_SOURCE DOCUMENT:_
______
[PATCH v3] block: fix trace completion for chained bio

From: edwardh
Date: Tue Jun 15 2021 - 23:08:52 EST


From: Edward Hsieh <edwardh@xxxxxxxxxxxx>

For chained bio, trace_block_bio_complete in bio_endio is currently called
only by the parent bio once upon all chained bio completed.
However, the sector and size for the parent bio are modified in bio_split.
Therefore, the size and sector of the complete events might not match the
queue events in blktrace.

The original fix of bio completion trace <fbbaf700e7b1> ("block: trace
completion of all bios.") wants multiple complete events to correspond
to one queue event but missed this.

The issue can be reproduced by md/raid5 read with bio cross chunks.

To fix, move trace completion into the loop for every chained bio to call.

To make sense of the tail call optimization, the bio_chained_endio
handing should be at the end of bio_endio(), move blk_throtl_bio_endio()
______
_WRITTEN REQUEST 1:_
Extract every line in the rows that contains the word "wheel". Case counts.
______
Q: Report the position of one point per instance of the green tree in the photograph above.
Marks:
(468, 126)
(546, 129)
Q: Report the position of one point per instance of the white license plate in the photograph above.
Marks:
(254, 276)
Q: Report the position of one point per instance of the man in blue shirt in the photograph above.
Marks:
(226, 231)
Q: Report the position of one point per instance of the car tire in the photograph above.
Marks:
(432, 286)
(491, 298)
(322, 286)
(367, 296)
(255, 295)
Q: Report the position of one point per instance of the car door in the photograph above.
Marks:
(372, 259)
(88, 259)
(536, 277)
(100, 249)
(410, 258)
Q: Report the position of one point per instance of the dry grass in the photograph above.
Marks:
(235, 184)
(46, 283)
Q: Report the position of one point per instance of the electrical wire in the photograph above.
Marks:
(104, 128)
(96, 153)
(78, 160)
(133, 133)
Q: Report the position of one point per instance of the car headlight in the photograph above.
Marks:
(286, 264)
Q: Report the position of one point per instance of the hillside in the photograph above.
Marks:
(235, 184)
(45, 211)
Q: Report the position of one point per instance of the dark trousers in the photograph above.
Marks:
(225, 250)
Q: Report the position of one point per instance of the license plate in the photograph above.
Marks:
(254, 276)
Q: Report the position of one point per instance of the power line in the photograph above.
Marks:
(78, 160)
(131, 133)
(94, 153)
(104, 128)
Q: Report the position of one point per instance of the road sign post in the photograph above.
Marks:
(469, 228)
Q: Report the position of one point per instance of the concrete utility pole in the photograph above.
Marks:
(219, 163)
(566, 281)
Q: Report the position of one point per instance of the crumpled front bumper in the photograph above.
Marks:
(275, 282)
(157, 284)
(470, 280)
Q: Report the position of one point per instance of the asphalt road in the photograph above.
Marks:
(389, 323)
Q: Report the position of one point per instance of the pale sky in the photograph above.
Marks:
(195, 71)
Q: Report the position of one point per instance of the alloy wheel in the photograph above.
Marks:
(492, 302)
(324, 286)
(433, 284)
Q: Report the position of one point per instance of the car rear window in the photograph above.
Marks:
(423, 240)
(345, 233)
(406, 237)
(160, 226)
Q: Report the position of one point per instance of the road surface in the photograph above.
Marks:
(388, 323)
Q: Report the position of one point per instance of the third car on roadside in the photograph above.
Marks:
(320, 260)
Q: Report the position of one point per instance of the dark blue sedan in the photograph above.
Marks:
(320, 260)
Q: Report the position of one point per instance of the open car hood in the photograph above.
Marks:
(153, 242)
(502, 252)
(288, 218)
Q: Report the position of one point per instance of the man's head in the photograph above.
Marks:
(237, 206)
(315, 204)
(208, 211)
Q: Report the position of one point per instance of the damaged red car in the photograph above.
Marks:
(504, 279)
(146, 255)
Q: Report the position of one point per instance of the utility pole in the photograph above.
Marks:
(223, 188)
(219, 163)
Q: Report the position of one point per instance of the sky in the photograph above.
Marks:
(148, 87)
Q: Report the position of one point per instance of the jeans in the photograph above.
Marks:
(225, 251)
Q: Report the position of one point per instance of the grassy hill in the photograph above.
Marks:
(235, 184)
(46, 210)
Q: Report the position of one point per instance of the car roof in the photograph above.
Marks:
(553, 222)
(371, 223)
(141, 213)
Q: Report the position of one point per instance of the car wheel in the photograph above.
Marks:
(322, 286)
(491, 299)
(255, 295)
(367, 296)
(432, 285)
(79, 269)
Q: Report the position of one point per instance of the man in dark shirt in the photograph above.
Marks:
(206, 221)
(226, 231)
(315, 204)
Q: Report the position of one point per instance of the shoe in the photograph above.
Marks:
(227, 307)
______
_WRITTEN REQUEST 2:_
Proceed with the chained bio trace completion patch, continuing from its final words.

_TASK RESULT 1:_
Q: Report the position of one point per instance of the alloy wheel in the photograph above.
Q: Report the position of one point per instance of the car wheel in the photograph above.

_TASK RESULT 2:_
and bio_uninit() to the else closure of bio_chain_endio condition.
blk_throtl_bio_endio updates latency for the throttle group, and
considering the throttle group tracks the latency of the current device,
we should record the latency after all chained bio finish. And since the
resources of the chained bio are released by bio_put() in
__bio_chain_endio(), calling bio_uninit() for chained bio is not necessary.

Fixes: fbbaf700e7b1 ("block: trace completion of all bios.")
Reviewed-by: Wade Liang <wadel@xxxxxxxxxxxx>
Reviewed-by: BingJing Chang <bingjingc@xxxxxxxxxxxx>
Signed-off-by: Edward Hsieh <edwardh@xxxxxxxxxxxx>
---
block/bio.c | 25 ++++++++++++-------------
1 file changed, 12 insertions(+), 13 deletions(-)

diff --git a/block/bio.c b/block/bio.c
index 44205dfb6b60..dcb23e75f083 100644
--- a/block/bio.c
+++ b/block/bio.c
@@ -1375,8 +1375,7 @@ static inline bool bio_remaining_done(struct bio *bio)
*
* bio_endio() can be called several times on a bio that has been chained
* using bio_chain(). The ->bi_end_io() function will only be called the
- * last time. At this point the BLK_TA_COMPLETE tracing event will be
- * generated if BIO_TRACE_COMPLETION is set.
+ * last time.
**/
void bio_endio(struct bio *bio)
{
@@ -1389,6 +1388,11 @@ void bio_endio(struct bio *bio)
if (bio->bi_bdev)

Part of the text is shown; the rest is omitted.